--- Start of Supplied text ---

The question-in this case is whether, by virtue of the Act of the Legislature approved March 7, 1881, and commonly known as the-“Hartson Act,” an election of the elective officers of the City and County of San Francisco is required to be held at the general election to occur in November of the present year.

That the Legislature intended the provisions of the Act to apply to San Francisco is not denied. Indeed, it could not be successfully denied, for it provides in terms for the election of all elective county, city and county, and township officers, with certain enumerated exceptions; and we know, judicially, that San Francisco is the only “ city and county” within the State. The position of the respondents, however, is that the Consolidation Act of that city and county, which provides that the elections therein shall be held in the odd-numbered years, is unaffected by the provisions of the Act in question. And this, it is said, because of the provisions of the Constitution.

By Section 6 of Article xi. of that instrument it is provided that “ corporations for municipal purposes shall not be created by special laws; but the legislature, by general laws, shall provide for the incorporation, organization and classification, in proportion to population, of cities and towns, which laws may be altered, amended or repealed.” This provision is clearly prospective. But the framers of the Constitution, recognizing the fact that there were municipal corporations already in existence, provided in the same section as follows: “Cities and towns heretofore organized or incorporated may become organized under such general laws whenever a majority of the electors voting at a general election shall so determine, and shall organize in conformity therewith.” And by the succeeding section the provisions of the Constitution applicable to cities, and, also those applicable to counties, so far as not inconsistent or not prohibited to cities, are made applicable to consolidated city and county governments. If, therefore, the legislature has, by a general law, provided for the incorporation, organization and classification, in proportion to population, of cities and towns, or, if not, whenever it shall do so, the city and county of San Francisco may become organized under such general law whenever a majority of its electors voting at a general election shall so determine, and shall organize in conformity therewith. And until a majority of such electors do so determine, the Consolidation Act of the city and county can not be vacated or abrogated by any general act of incorporation. (Desmond v. Dunn, 55 Cal. 242.) But whether the city and county of San Francisco elects to organize under such general laws or to continue its existence under the Consolidation Act, it is subject to and controlled by general laws; for in the same section of the Constitution, in which the then existing city and town organizations are recognized, and the continuance of their existing charters permitted, it is declared that “cities or towns heretofore or hereafter organized, and all charters thereof framed or adopted by authority of this Constitution, shall be subject to and controlled by general laws.”

--- End of Supplied text ---

## Task prompt
Copy out the Hartson Act passage word for word, from its first sentence to its last. Work from the Hartson Act passage alone, with no outside sources.

--- Start of Records shown ---

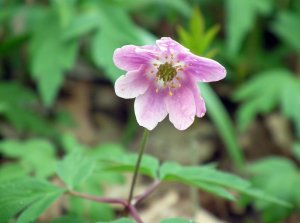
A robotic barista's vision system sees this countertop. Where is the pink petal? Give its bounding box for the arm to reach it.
[166,87,196,130]
[113,45,156,71]
[115,66,150,98]
[190,84,206,118]
[156,37,189,54]
[134,87,168,130]
[184,54,226,82]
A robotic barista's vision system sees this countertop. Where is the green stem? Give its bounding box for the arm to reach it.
[128,129,149,204]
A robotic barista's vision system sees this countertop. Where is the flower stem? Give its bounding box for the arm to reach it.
[134,180,161,206]
[68,191,128,206]
[128,129,149,204]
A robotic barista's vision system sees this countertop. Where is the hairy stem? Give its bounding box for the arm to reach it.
[134,180,161,206]
[128,129,149,204]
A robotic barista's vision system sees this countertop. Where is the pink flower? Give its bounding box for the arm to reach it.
[113,37,226,130]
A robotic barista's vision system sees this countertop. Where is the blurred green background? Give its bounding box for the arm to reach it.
[0,0,300,223]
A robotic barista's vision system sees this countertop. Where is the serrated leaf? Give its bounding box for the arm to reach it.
[199,84,244,168]
[234,68,300,130]
[56,151,95,189]
[0,139,56,177]
[0,163,27,182]
[29,10,78,107]
[0,178,64,222]
[160,163,289,207]
[0,82,55,135]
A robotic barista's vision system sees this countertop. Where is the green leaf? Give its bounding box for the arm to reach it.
[97,218,134,223]
[160,163,289,207]
[272,11,300,52]
[234,68,291,130]
[17,191,63,223]
[51,215,85,223]
[226,0,273,54]
[177,8,219,56]
[0,178,64,223]
[0,82,55,136]
[200,84,244,168]
[30,10,78,107]
[0,163,26,182]
[292,142,300,161]
[97,153,159,179]
[247,157,300,223]
[0,139,56,177]
[56,151,95,189]
[160,218,196,223]
[91,1,154,81]
[63,10,99,40]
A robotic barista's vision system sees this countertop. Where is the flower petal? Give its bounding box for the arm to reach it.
[115,66,150,98]
[165,87,196,130]
[134,87,168,130]
[190,84,206,118]
[156,37,189,54]
[113,45,156,71]
[184,54,226,82]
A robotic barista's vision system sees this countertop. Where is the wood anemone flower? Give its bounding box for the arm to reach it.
[113,37,226,130]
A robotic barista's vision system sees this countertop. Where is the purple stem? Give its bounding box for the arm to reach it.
[127,205,143,223]
[133,180,161,206]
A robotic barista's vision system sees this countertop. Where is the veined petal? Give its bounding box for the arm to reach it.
[184,54,226,82]
[115,66,150,99]
[113,45,156,71]
[190,83,206,118]
[165,86,196,130]
[134,87,168,130]
[156,37,189,54]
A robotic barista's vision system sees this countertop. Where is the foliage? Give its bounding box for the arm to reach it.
[178,9,244,168]
[247,157,300,223]
[0,82,55,136]
[0,139,289,222]
[0,178,64,223]
[0,0,300,223]
[235,69,300,136]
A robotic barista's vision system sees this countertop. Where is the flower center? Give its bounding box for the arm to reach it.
[156,62,177,83]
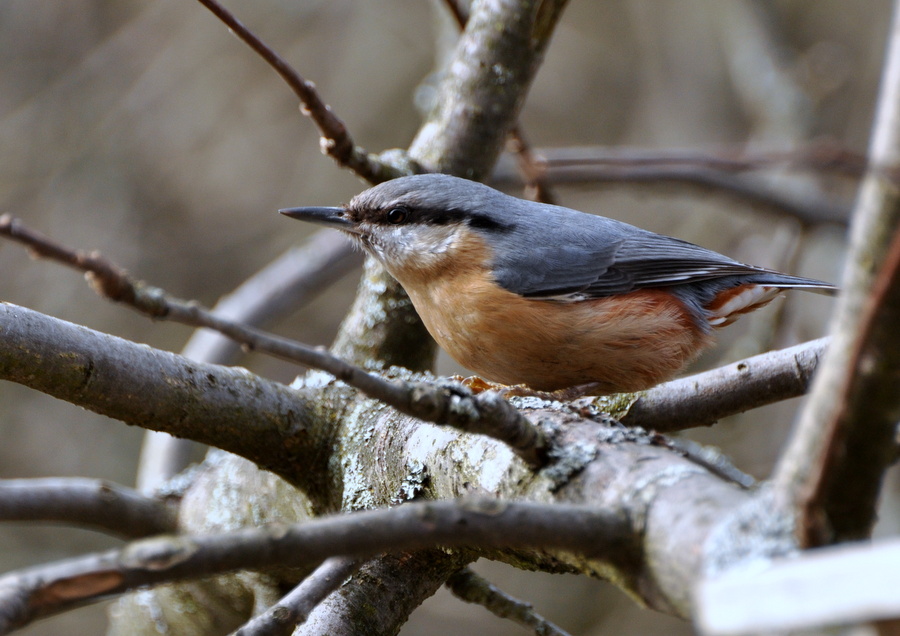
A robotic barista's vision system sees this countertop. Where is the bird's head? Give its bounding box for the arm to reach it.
[280,174,511,284]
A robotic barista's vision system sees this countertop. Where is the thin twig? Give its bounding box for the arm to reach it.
[447,567,568,636]
[774,1,900,546]
[233,556,361,636]
[0,214,545,467]
[0,477,177,539]
[444,0,469,30]
[137,231,362,493]
[506,124,556,203]
[594,338,828,433]
[444,0,556,203]
[524,141,868,178]
[0,498,630,634]
[198,0,400,184]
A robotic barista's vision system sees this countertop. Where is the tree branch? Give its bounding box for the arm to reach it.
[0,499,628,634]
[492,146,864,223]
[199,0,409,184]
[612,338,828,433]
[0,478,176,539]
[234,556,361,636]
[0,219,545,466]
[447,567,569,636]
[775,2,900,546]
[137,231,362,492]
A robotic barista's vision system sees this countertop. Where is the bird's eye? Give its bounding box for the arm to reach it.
[387,207,409,225]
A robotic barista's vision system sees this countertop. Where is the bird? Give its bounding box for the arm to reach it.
[279,173,837,396]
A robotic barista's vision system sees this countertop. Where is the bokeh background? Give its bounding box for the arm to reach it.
[0,0,897,636]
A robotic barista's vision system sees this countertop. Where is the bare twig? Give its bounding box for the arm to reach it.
[506,124,556,203]
[595,338,828,433]
[444,0,469,29]
[524,141,868,178]
[492,143,866,223]
[234,556,360,636]
[0,214,545,467]
[775,2,900,545]
[0,499,628,634]
[444,0,556,203]
[137,231,362,493]
[447,568,568,636]
[199,0,400,184]
[0,478,176,539]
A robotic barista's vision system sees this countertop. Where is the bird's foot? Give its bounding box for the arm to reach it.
[452,375,597,402]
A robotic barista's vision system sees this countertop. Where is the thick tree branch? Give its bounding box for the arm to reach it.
[0,499,628,634]
[199,0,409,184]
[0,219,545,466]
[409,0,566,180]
[294,549,474,636]
[447,568,568,636]
[0,478,176,539]
[775,3,900,545]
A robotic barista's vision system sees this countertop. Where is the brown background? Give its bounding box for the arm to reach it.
[0,0,898,636]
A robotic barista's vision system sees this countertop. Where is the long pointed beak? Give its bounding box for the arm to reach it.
[278,208,356,232]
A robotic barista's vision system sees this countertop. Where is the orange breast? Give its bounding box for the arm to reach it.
[400,245,711,393]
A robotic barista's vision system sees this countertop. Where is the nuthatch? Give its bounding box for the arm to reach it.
[281,174,835,394]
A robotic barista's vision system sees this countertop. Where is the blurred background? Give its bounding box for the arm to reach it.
[0,0,898,636]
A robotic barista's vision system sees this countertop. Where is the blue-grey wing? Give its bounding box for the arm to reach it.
[493,208,834,299]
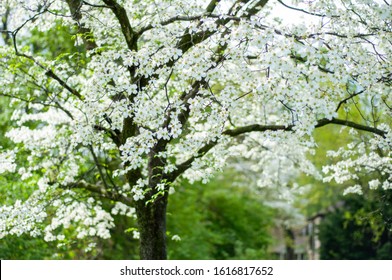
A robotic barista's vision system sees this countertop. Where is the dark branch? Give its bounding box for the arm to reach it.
[103,0,137,51]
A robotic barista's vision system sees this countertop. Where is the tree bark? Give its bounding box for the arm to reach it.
[136,194,168,260]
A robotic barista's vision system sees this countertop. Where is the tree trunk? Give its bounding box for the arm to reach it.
[136,194,168,260]
[284,228,295,260]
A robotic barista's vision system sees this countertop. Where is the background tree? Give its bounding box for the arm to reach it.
[0,0,391,259]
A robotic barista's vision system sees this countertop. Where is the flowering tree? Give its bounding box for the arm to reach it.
[0,0,392,259]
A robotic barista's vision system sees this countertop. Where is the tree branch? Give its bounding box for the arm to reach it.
[103,0,138,51]
[61,180,133,206]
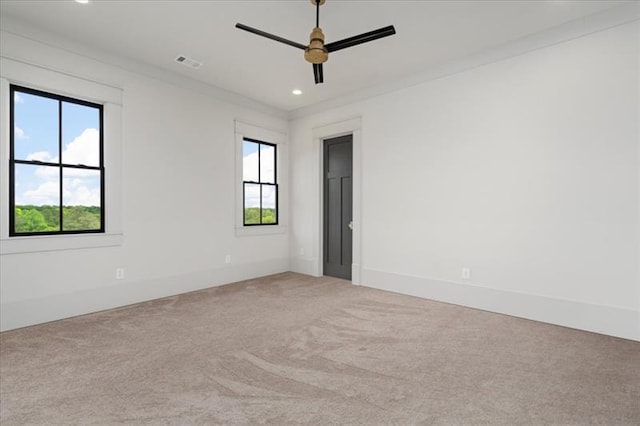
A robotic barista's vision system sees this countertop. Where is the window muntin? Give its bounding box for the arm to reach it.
[242,138,278,226]
[9,85,105,236]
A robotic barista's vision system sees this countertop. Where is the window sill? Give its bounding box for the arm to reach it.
[236,225,287,237]
[0,234,124,255]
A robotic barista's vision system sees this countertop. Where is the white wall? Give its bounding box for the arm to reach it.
[0,31,289,330]
[290,21,640,340]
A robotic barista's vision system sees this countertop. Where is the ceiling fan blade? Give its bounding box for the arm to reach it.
[324,25,396,52]
[313,64,324,84]
[236,24,307,50]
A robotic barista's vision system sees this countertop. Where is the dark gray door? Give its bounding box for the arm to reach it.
[324,135,353,280]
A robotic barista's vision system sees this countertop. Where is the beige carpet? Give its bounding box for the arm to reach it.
[0,273,640,426]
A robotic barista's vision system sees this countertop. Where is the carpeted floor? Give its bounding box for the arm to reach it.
[0,273,640,426]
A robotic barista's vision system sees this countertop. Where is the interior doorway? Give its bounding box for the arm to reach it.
[323,134,353,280]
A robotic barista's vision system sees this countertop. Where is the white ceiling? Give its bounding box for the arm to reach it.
[0,0,627,112]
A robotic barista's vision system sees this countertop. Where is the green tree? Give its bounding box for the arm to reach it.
[15,207,48,232]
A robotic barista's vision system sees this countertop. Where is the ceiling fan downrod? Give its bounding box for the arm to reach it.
[236,0,396,84]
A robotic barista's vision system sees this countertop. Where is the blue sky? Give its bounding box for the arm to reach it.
[14,92,100,206]
[242,141,276,208]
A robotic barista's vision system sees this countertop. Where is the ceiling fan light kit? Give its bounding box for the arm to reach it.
[236,0,396,84]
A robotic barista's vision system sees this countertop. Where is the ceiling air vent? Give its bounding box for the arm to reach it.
[176,55,202,69]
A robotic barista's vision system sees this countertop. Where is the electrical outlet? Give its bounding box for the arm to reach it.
[460,268,471,280]
[116,268,124,280]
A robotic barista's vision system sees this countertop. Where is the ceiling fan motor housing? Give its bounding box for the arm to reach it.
[304,27,329,64]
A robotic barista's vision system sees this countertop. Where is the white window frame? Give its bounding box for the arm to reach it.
[235,120,288,237]
[0,58,123,255]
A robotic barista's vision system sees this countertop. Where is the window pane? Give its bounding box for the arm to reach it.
[13,91,59,162]
[260,145,276,183]
[262,185,278,223]
[62,168,102,231]
[242,141,259,182]
[62,102,100,166]
[14,164,60,233]
[244,183,260,225]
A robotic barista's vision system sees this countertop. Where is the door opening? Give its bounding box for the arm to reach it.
[323,135,353,280]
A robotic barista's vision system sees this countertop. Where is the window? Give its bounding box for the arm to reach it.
[242,138,278,226]
[9,85,105,236]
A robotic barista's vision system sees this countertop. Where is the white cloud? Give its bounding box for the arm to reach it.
[16,181,60,206]
[242,145,276,208]
[16,178,100,206]
[27,151,53,162]
[13,126,29,139]
[62,129,100,166]
[242,147,275,183]
[16,129,100,206]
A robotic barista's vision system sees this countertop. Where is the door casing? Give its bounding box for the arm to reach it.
[311,117,363,285]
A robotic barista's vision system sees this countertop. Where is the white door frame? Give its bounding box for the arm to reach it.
[313,117,362,285]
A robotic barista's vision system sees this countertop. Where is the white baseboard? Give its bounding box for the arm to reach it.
[0,258,290,331]
[291,256,321,277]
[360,268,640,341]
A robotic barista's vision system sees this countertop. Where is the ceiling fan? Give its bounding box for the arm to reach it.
[236,0,396,84]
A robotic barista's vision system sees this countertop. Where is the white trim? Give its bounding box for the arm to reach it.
[289,1,640,120]
[0,257,289,331]
[0,57,123,255]
[0,21,287,118]
[313,117,362,284]
[234,120,289,237]
[362,268,640,341]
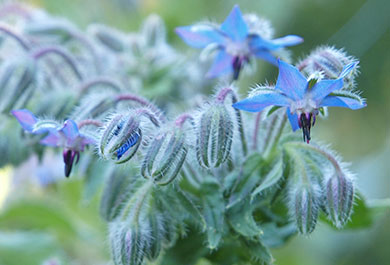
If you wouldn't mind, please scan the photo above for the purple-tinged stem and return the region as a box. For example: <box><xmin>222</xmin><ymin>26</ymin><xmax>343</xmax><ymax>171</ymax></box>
<box><xmin>115</xmin><ymin>94</ymin><xmax>166</xmax><ymax>122</ymax></box>
<box><xmin>175</xmin><ymin>113</ymin><xmax>194</xmax><ymax>128</ymax></box>
<box><xmin>32</xmin><ymin>46</ymin><xmax>83</xmax><ymax>80</ymax></box>
<box><xmin>77</xmin><ymin>119</ymin><xmax>103</xmax><ymax>129</ymax></box>
<box><xmin>0</xmin><ymin>3</ymin><xmax>30</xmax><ymax>19</ymax></box>
<box><xmin>0</xmin><ymin>23</ymin><xmax>31</xmax><ymax>51</ymax></box>
<box><xmin>216</xmin><ymin>87</ymin><xmax>248</xmax><ymax>156</ymax></box>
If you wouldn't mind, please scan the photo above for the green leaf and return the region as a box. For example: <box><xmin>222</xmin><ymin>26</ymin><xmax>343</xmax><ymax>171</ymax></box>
<box><xmin>0</xmin><ymin>231</ymin><xmax>61</xmax><ymax>265</ymax></box>
<box><xmin>321</xmin><ymin>192</ymin><xmax>390</xmax><ymax>229</ymax></box>
<box><xmin>227</xmin><ymin>200</ymin><xmax>263</xmax><ymax>237</ymax></box>
<box><xmin>201</xmin><ymin>177</ymin><xmax>225</xmax><ymax>249</ymax></box>
<box><xmin>244</xmin><ymin>239</ymin><xmax>274</xmax><ymax>265</ymax></box>
<box><xmin>0</xmin><ymin>200</ymin><xmax>77</xmax><ymax>240</ymax></box>
<box><xmin>251</xmin><ymin>157</ymin><xmax>283</xmax><ymax>200</ymax></box>
<box><xmin>261</xmin><ymin>223</ymin><xmax>297</xmax><ymax>247</ymax></box>
<box><xmin>226</xmin><ymin>153</ymin><xmax>264</xmax><ymax>208</ymax></box>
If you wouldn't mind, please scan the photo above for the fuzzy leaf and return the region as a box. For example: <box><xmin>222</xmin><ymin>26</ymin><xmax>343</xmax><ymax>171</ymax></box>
<box><xmin>226</xmin><ymin>153</ymin><xmax>264</xmax><ymax>208</ymax></box>
<box><xmin>227</xmin><ymin>200</ymin><xmax>263</xmax><ymax>237</ymax></box>
<box><xmin>251</xmin><ymin>154</ymin><xmax>283</xmax><ymax>200</ymax></box>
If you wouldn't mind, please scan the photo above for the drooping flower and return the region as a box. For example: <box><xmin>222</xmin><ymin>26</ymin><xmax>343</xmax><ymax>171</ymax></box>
<box><xmin>11</xmin><ymin>109</ymin><xmax>95</xmax><ymax>177</ymax></box>
<box><xmin>176</xmin><ymin>5</ymin><xmax>303</xmax><ymax>80</ymax></box>
<box><xmin>233</xmin><ymin>60</ymin><xmax>366</xmax><ymax>143</ymax></box>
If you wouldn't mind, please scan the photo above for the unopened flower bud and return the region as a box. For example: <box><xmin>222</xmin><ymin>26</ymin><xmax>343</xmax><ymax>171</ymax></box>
<box><xmin>109</xmin><ymin>222</ymin><xmax>151</xmax><ymax>265</ymax></box>
<box><xmin>0</xmin><ymin>57</ymin><xmax>36</xmax><ymax>112</ymax></box>
<box><xmin>290</xmin><ymin>185</ymin><xmax>320</xmax><ymax>235</ymax></box>
<box><xmin>196</xmin><ymin>103</ymin><xmax>233</xmax><ymax>168</ymax></box>
<box><xmin>325</xmin><ymin>172</ymin><xmax>354</xmax><ymax>228</ymax></box>
<box><xmin>141</xmin><ymin>128</ymin><xmax>187</xmax><ymax>185</ymax></box>
<box><xmin>141</xmin><ymin>14</ymin><xmax>166</xmax><ymax>47</ymax></box>
<box><xmin>298</xmin><ymin>46</ymin><xmax>359</xmax><ymax>89</ymax></box>
<box><xmin>100</xmin><ymin>114</ymin><xmax>142</xmax><ymax>164</ymax></box>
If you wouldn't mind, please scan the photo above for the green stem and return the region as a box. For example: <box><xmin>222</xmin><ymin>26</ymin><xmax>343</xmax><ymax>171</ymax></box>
<box><xmin>263</xmin><ymin>114</ymin><xmax>287</xmax><ymax>157</ymax></box>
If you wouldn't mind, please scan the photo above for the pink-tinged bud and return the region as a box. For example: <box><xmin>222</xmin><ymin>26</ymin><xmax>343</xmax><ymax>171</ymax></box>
<box><xmin>100</xmin><ymin>114</ymin><xmax>142</xmax><ymax>164</ymax></box>
<box><xmin>141</xmin><ymin>128</ymin><xmax>187</xmax><ymax>185</ymax></box>
<box><xmin>290</xmin><ymin>185</ymin><xmax>320</xmax><ymax>235</ymax></box>
<box><xmin>325</xmin><ymin>172</ymin><xmax>354</xmax><ymax>228</ymax></box>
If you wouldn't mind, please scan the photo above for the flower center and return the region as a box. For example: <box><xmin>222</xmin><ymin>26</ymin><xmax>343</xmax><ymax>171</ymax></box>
<box><xmin>298</xmin><ymin>110</ymin><xmax>318</xmax><ymax>143</ymax></box>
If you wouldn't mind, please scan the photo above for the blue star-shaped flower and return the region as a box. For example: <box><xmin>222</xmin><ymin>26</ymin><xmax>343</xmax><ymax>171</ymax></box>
<box><xmin>11</xmin><ymin>109</ymin><xmax>95</xmax><ymax>177</ymax></box>
<box><xmin>233</xmin><ymin>60</ymin><xmax>366</xmax><ymax>143</ymax></box>
<box><xmin>176</xmin><ymin>5</ymin><xmax>303</xmax><ymax>80</ymax></box>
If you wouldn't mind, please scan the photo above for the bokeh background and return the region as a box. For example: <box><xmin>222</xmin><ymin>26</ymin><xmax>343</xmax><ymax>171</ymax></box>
<box><xmin>0</xmin><ymin>0</ymin><xmax>390</xmax><ymax>265</ymax></box>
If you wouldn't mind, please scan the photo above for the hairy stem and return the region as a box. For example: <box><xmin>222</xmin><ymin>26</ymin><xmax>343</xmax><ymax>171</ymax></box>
<box><xmin>175</xmin><ymin>113</ymin><xmax>194</xmax><ymax>128</ymax></box>
<box><xmin>32</xmin><ymin>46</ymin><xmax>83</xmax><ymax>80</ymax></box>
<box><xmin>216</xmin><ymin>87</ymin><xmax>248</xmax><ymax>156</ymax></box>
<box><xmin>77</xmin><ymin>119</ymin><xmax>103</xmax><ymax>129</ymax></box>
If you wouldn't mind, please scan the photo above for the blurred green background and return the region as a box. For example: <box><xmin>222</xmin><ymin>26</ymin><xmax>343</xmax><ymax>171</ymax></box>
<box><xmin>0</xmin><ymin>0</ymin><xmax>390</xmax><ymax>265</ymax></box>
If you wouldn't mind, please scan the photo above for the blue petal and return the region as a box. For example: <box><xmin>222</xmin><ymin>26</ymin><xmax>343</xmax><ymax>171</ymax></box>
<box><xmin>206</xmin><ymin>50</ymin><xmax>233</xmax><ymax>78</ymax></box>
<box><xmin>60</xmin><ymin>120</ymin><xmax>80</xmax><ymax>141</ymax></box>
<box><xmin>339</xmin><ymin>61</ymin><xmax>359</xmax><ymax>78</ymax></box>
<box><xmin>40</xmin><ymin>131</ymin><xmax>61</xmax><ymax>147</ymax></box>
<box><xmin>310</xmin><ymin>79</ymin><xmax>343</xmax><ymax>103</ymax></box>
<box><xmin>275</xmin><ymin>60</ymin><xmax>307</xmax><ymax>100</ymax></box>
<box><xmin>249</xmin><ymin>35</ymin><xmax>281</xmax><ymax>52</ymax></box>
<box><xmin>254</xmin><ymin>50</ymin><xmax>278</xmax><ymax>66</ymax></box>
<box><xmin>271</xmin><ymin>35</ymin><xmax>303</xmax><ymax>48</ymax></box>
<box><xmin>221</xmin><ymin>5</ymin><xmax>248</xmax><ymax>41</ymax></box>
<box><xmin>233</xmin><ymin>91</ymin><xmax>290</xmax><ymax>112</ymax></box>
<box><xmin>286</xmin><ymin>108</ymin><xmax>299</xmax><ymax>132</ymax></box>
<box><xmin>175</xmin><ymin>25</ymin><xmax>225</xmax><ymax>48</ymax></box>
<box><xmin>320</xmin><ymin>96</ymin><xmax>367</xmax><ymax>110</ymax></box>
<box><xmin>11</xmin><ymin>109</ymin><xmax>38</xmax><ymax>133</ymax></box>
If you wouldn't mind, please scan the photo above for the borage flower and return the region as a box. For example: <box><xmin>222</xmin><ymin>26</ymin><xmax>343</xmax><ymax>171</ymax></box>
<box><xmin>176</xmin><ymin>5</ymin><xmax>303</xmax><ymax>80</ymax></box>
<box><xmin>233</xmin><ymin>60</ymin><xmax>366</xmax><ymax>143</ymax></box>
<box><xmin>11</xmin><ymin>109</ymin><xmax>95</xmax><ymax>177</ymax></box>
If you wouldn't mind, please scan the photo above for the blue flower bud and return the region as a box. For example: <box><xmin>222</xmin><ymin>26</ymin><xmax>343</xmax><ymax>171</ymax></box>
<box><xmin>99</xmin><ymin>114</ymin><xmax>142</xmax><ymax>164</ymax></box>
<box><xmin>196</xmin><ymin>103</ymin><xmax>234</xmax><ymax>168</ymax></box>
<box><xmin>141</xmin><ymin>14</ymin><xmax>166</xmax><ymax>47</ymax></box>
<box><xmin>325</xmin><ymin>172</ymin><xmax>354</xmax><ymax>228</ymax></box>
<box><xmin>141</xmin><ymin>128</ymin><xmax>187</xmax><ymax>185</ymax></box>
<box><xmin>297</xmin><ymin>46</ymin><xmax>359</xmax><ymax>89</ymax></box>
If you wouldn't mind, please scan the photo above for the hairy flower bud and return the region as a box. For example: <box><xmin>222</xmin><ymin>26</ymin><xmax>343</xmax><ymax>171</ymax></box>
<box><xmin>196</xmin><ymin>103</ymin><xmax>233</xmax><ymax>168</ymax></box>
<box><xmin>100</xmin><ymin>114</ymin><xmax>142</xmax><ymax>164</ymax></box>
<box><xmin>290</xmin><ymin>185</ymin><xmax>320</xmax><ymax>235</ymax></box>
<box><xmin>0</xmin><ymin>57</ymin><xmax>36</xmax><ymax>112</ymax></box>
<box><xmin>325</xmin><ymin>172</ymin><xmax>354</xmax><ymax>228</ymax></box>
<box><xmin>298</xmin><ymin>46</ymin><xmax>359</xmax><ymax>89</ymax></box>
<box><xmin>109</xmin><ymin>222</ymin><xmax>151</xmax><ymax>265</ymax></box>
<box><xmin>141</xmin><ymin>128</ymin><xmax>187</xmax><ymax>185</ymax></box>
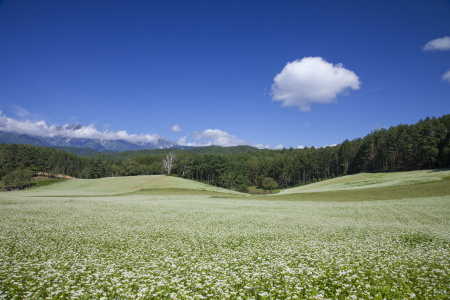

--- End of Records shown ---

## Task answer
The question-in this case is whether, by virtue of the Act of the Legislature approved March 7, 1881, and commonly known as the-“Hartson Act,” an election of the elective officers of the City and County of San Francisco is required to be held at the general election to occur in November of the present year.

That the Legislature intended the provisions of the Act to apply to San Francisco is not denied. Indeed, it could not be successfully denied, for it provides in terms for the election of all elective county, city and county, and township officers, with certain enumerated exceptions; and we know, judicially, that San Francisco is the only “ city and county” within the State. The position of the respondents, however, is that the Consolidation Act of that city and county, which provides that the elections therein shall be held in the odd-numbered years, is unaffected by the provisions of the Act in question. And this, it is said, because of the provisions of the Constitution.

By Section 6 of Article xi. of that instrument it is provided that “ corporations for municipal purposes shall not be created by special laws; but the legislature, by general laws, shall provide for the incorporation, organization and classification, in proportion to population, of cities and towns, which laws may be altered, amended or repealed.” This provision is clearly prospective. But the framers of the Constitution, recognizing the fact that there were municipal corporations already in existence, provided in the same section as follows: “Cities and towns heretofore organized or incorporated may become organized under such general laws whenever a majority of the electors voting at a general election shall so determine, and shall organize in conformity therewith.” And by the succeeding section the provisions of the Constitution applicable to cities, and, also those applicable to counties, so far as not inconsistent or not prohibited to cities, are made applicable to consolidated city and county governments. If, therefore, the legislature has, by a general law, provided for the incorporation, organization and classification, in proportion to population, of cities and towns, or, if not, whenever it shall do so, the city and county of San Francisco may become organized under such general law whenever a majority of its electors voting at a general election shall so determine, and shall organize in conformity therewith. And until a majority of such electors do so determine, the Consolidation Act of the city and county can not be vacated or abrogated by any general act of incorporation. (Desmond v. Dunn, 55 Cal. 242.) But whether the city and county of San Francisco elects to organize under such general laws or to continue its existence under the Consolidation Act, it is subject to and controlled by general laws; for in the same section of the Constitution, in which the then existing city and town organizations are recognized, and the continuance of their existing charters permitted, it is declared that “cities or towns heretofore or hereafter organized, and all charters thereof framed or adopted by authority of this Constitution, shall be subject to and controlled by general laws.”